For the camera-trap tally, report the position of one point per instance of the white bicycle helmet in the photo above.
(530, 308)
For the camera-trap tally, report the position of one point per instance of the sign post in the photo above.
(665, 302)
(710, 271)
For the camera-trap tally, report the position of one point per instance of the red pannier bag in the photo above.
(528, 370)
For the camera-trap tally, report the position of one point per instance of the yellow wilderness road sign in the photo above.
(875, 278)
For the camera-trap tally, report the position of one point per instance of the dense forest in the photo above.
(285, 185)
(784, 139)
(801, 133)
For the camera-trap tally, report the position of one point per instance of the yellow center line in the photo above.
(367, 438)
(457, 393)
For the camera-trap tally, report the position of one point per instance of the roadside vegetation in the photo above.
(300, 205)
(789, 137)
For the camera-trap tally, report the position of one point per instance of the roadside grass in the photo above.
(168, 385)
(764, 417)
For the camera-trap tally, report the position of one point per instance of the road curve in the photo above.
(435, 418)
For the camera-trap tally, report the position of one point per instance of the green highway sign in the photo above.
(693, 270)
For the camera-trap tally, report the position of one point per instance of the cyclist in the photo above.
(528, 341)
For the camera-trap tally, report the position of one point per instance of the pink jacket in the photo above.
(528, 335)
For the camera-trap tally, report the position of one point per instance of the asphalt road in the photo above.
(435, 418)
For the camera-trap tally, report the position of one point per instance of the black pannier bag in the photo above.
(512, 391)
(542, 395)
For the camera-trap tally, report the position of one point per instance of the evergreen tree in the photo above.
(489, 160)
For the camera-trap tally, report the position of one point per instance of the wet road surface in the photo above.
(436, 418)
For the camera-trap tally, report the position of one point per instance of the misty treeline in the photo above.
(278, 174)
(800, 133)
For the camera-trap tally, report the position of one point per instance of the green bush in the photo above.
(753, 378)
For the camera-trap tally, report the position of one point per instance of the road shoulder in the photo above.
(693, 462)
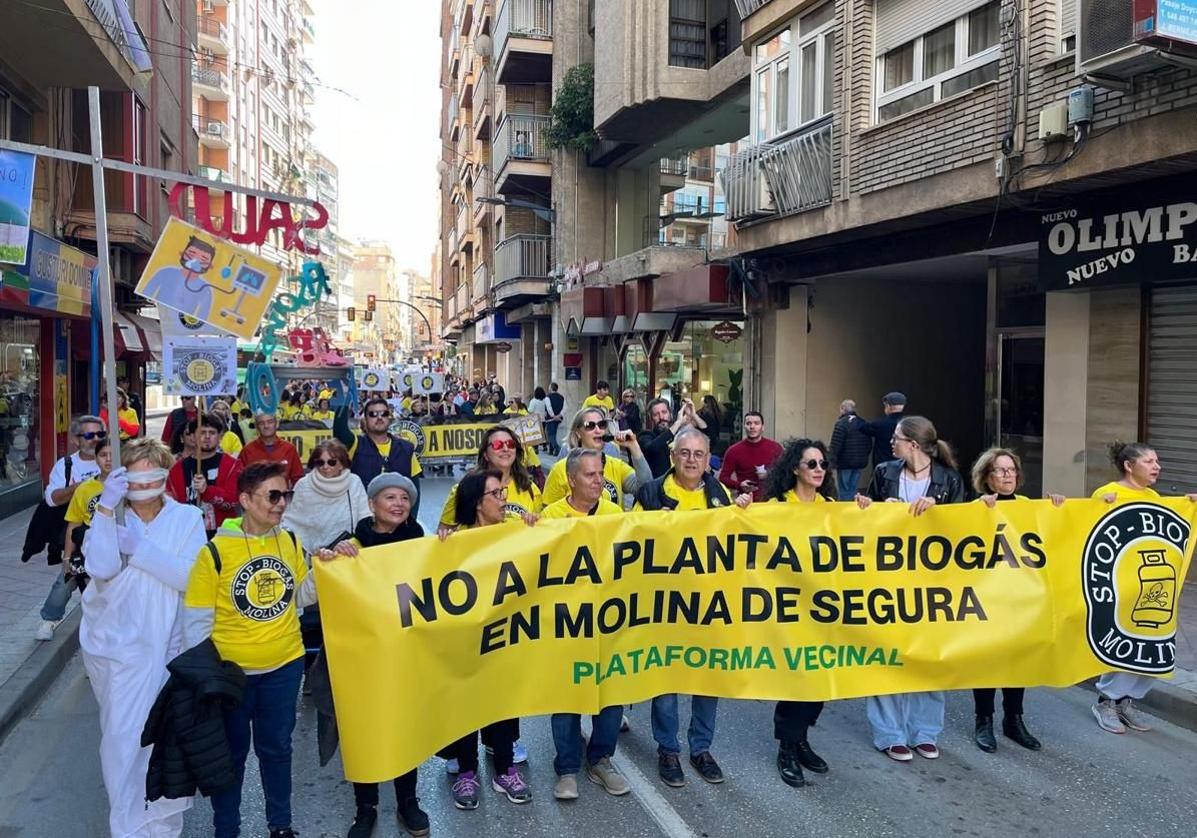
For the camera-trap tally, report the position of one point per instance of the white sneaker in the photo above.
(1107, 717)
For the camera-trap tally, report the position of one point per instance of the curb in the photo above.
(22, 692)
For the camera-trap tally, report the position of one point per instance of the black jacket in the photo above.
(946, 484)
(652, 495)
(850, 445)
(655, 445)
(186, 726)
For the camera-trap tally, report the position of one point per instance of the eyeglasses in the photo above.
(277, 495)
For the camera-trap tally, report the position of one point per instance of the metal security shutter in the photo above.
(1172, 386)
(900, 20)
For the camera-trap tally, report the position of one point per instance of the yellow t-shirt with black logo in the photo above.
(256, 625)
(614, 473)
(83, 502)
(561, 509)
(518, 502)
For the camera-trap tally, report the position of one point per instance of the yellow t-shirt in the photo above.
(518, 502)
(606, 402)
(83, 502)
(230, 444)
(561, 509)
(384, 450)
(614, 473)
(688, 501)
(256, 624)
(1125, 492)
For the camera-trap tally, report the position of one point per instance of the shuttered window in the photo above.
(1172, 386)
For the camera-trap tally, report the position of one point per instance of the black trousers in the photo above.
(1012, 700)
(499, 736)
(366, 794)
(791, 720)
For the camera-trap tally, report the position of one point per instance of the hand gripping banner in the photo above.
(427, 641)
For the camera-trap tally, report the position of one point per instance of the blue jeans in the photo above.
(702, 723)
(567, 739)
(905, 718)
(55, 606)
(268, 708)
(846, 480)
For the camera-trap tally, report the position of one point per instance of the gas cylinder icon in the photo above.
(1156, 590)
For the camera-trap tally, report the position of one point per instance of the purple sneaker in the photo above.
(465, 790)
(512, 784)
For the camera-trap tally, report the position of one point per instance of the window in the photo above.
(947, 60)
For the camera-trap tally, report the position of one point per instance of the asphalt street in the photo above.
(1085, 782)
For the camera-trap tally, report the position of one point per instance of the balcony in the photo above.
(212, 34)
(480, 283)
(523, 41)
(211, 82)
(213, 133)
(781, 178)
(520, 153)
(521, 268)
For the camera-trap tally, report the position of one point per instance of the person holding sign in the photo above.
(800, 475)
(688, 485)
(589, 430)
(481, 502)
(924, 474)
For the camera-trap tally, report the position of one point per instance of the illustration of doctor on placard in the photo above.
(183, 287)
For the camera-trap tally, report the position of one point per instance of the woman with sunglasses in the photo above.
(589, 429)
(802, 474)
(924, 474)
(131, 624)
(502, 451)
(481, 502)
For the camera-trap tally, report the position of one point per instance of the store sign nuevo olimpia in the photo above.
(1118, 246)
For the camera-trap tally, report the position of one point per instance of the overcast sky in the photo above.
(384, 141)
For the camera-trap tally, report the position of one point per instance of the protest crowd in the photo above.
(194, 557)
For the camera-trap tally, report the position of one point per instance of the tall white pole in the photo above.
(104, 275)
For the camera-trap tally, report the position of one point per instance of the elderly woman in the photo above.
(131, 624)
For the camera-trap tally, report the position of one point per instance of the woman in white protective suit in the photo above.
(132, 627)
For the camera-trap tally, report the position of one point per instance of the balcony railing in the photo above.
(781, 178)
(747, 7)
(521, 137)
(524, 256)
(211, 77)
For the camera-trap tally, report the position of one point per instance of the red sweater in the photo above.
(219, 501)
(280, 451)
(741, 461)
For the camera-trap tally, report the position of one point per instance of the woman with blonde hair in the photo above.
(131, 624)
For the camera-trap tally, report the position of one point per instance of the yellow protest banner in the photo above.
(429, 641)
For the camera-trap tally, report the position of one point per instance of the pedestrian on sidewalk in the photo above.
(256, 629)
(66, 477)
(131, 625)
(1138, 467)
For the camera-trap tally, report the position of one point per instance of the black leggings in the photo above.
(1012, 700)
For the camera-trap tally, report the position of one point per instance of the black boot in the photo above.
(364, 821)
(1014, 728)
(809, 759)
(984, 734)
(789, 766)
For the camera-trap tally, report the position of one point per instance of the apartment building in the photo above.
(982, 205)
(52, 52)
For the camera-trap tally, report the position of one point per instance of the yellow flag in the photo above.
(429, 641)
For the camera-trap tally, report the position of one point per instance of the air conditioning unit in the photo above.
(1118, 40)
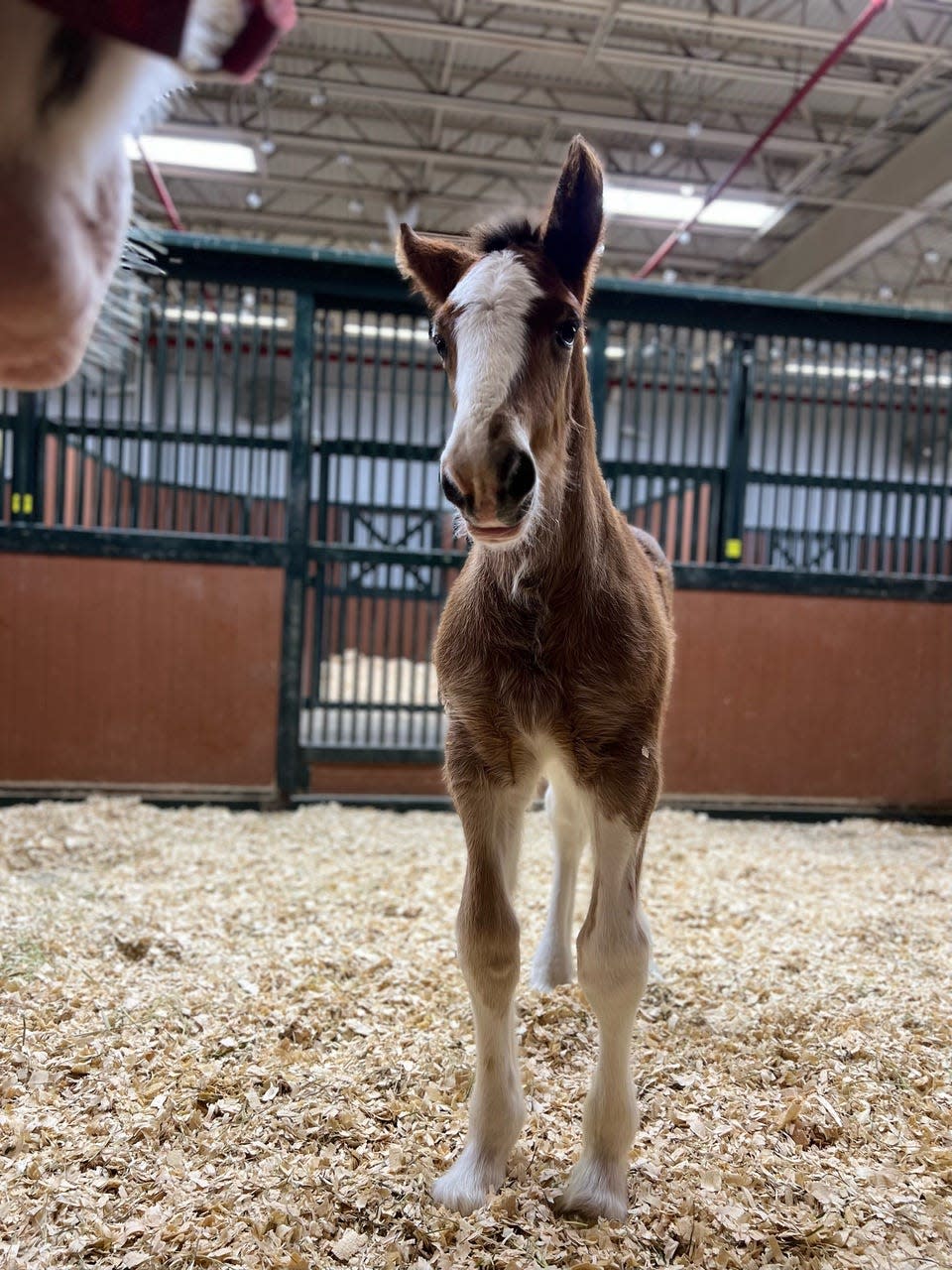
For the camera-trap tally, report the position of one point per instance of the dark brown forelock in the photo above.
(522, 236)
(506, 235)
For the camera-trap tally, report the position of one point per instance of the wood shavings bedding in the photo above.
(241, 1040)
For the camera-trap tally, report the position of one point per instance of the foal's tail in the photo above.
(658, 562)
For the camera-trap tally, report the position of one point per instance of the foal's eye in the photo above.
(566, 333)
(438, 341)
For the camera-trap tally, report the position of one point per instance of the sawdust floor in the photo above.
(243, 1040)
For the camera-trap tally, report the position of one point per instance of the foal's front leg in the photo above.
(488, 934)
(615, 952)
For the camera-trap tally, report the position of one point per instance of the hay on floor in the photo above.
(241, 1040)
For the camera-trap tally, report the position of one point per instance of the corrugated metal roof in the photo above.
(468, 116)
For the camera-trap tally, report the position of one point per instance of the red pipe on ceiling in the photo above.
(830, 60)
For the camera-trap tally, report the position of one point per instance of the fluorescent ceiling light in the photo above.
(372, 331)
(867, 373)
(657, 204)
(204, 153)
(834, 372)
(211, 318)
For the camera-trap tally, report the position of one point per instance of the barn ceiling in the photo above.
(456, 111)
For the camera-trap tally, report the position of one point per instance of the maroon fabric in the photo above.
(267, 23)
(159, 26)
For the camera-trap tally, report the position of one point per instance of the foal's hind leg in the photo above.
(552, 961)
(488, 935)
(613, 960)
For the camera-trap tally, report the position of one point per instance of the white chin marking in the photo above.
(493, 302)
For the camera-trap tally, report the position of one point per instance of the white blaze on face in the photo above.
(492, 302)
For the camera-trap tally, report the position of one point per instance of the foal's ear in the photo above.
(574, 227)
(433, 266)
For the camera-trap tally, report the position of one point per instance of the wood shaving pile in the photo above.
(241, 1040)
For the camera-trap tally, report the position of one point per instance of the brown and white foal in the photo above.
(553, 658)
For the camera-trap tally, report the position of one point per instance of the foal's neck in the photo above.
(567, 550)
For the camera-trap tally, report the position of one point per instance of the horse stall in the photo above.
(232, 1029)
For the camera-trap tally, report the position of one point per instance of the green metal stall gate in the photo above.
(286, 408)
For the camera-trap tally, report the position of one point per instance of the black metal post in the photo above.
(26, 500)
(731, 541)
(291, 769)
(598, 375)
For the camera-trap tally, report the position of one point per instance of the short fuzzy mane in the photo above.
(508, 234)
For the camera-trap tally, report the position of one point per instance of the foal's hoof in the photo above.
(468, 1184)
(595, 1189)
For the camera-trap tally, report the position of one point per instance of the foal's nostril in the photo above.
(451, 490)
(517, 476)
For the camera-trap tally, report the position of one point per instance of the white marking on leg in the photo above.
(552, 962)
(613, 959)
(489, 955)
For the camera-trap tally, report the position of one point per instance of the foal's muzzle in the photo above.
(160, 28)
(494, 499)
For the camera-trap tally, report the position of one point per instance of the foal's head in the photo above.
(508, 313)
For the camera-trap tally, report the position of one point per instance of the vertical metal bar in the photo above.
(390, 468)
(61, 456)
(24, 500)
(598, 375)
(321, 567)
(927, 550)
(826, 432)
(159, 422)
(121, 443)
(699, 453)
(102, 456)
(81, 451)
(217, 359)
(291, 772)
(731, 547)
(232, 503)
(177, 483)
(920, 567)
(885, 474)
(900, 494)
(864, 556)
(944, 494)
(270, 489)
(136, 483)
(197, 413)
(782, 522)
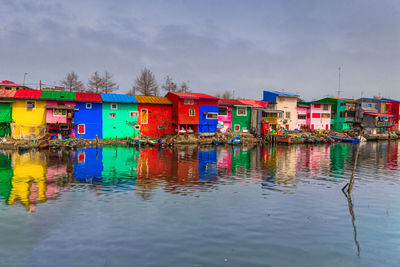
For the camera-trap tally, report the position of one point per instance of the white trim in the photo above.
(26, 103)
(237, 111)
(84, 127)
(141, 116)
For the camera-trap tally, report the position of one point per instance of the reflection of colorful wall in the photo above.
(88, 166)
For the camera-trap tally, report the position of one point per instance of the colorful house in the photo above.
(287, 103)
(88, 116)
(185, 112)
(120, 116)
(29, 115)
(155, 116)
(343, 112)
(60, 107)
(208, 113)
(6, 99)
(239, 112)
(314, 116)
(395, 112)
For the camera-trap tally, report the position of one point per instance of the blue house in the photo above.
(208, 113)
(88, 116)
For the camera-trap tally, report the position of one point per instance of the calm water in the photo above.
(222, 206)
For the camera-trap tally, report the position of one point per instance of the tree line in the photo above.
(145, 84)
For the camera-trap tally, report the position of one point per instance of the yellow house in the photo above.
(29, 115)
(29, 181)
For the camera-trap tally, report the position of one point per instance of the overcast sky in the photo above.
(245, 46)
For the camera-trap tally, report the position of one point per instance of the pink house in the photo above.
(314, 116)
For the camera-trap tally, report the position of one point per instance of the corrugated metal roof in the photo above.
(116, 98)
(7, 93)
(58, 95)
(28, 94)
(231, 102)
(88, 97)
(153, 100)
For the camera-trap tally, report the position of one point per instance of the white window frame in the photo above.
======
§ Work to be completed:
Output, unchanged, the lines from the line with "tree line in the photo above." through the final line of the material.

§ Exercise result:
For the camera-trap tally, report the position of one point per instance of the tree line in the photo above.
(145, 84)
For the camera-trap tally, report the position of one point per instance of the yellow house in the photo above.
(29, 115)
(29, 181)
For the camera-trap tally, report the position of one point per instance of the overcast sky in the photo above.
(245, 46)
For the camera-trap tally, report the position of one point per instance of the pink house in the photo above.
(314, 116)
For the camera-trap tally, report the position of one point per instance of the corrugated metal roof in the photo above.
(116, 98)
(7, 93)
(58, 95)
(28, 94)
(231, 102)
(88, 97)
(153, 100)
For the camera-trap tally, report the position of one point per instance of the white window frame in the photo above.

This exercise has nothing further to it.